begin
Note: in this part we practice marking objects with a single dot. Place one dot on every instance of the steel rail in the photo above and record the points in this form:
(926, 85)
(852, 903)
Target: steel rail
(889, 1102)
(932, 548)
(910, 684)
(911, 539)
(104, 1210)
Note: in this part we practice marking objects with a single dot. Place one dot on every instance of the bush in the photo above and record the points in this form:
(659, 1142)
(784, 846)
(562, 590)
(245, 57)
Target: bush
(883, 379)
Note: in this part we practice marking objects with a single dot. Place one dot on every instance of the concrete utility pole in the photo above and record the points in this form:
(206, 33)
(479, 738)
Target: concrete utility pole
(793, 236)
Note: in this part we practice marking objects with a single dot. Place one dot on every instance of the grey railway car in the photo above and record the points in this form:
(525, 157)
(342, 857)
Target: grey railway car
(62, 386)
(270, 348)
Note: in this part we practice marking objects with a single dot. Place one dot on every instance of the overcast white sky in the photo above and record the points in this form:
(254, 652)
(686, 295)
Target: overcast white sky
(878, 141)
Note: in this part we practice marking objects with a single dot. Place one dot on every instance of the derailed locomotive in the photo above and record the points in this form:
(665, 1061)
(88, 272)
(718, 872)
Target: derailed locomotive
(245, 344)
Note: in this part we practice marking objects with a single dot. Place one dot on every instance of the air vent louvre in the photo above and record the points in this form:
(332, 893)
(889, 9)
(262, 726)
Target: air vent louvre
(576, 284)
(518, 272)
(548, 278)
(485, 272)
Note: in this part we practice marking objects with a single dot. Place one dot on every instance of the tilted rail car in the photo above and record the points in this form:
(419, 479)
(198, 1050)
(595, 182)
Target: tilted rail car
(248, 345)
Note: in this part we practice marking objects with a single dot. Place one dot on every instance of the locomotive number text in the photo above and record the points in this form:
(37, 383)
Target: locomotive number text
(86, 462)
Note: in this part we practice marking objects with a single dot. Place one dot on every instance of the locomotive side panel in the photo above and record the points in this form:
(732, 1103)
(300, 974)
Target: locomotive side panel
end
*Exercise goal*: Transcribe the listing verbatim, beginning at the line that contains "the locomotive side" and stopping after the final line of the listing.

*Result below*:
Note: in this part we practice marking objects with a single dot. Place one dot on every instance of the locomotive side panel in the photo above and record the points in this form:
(732, 1103)
(300, 974)
Target: locomotive side panel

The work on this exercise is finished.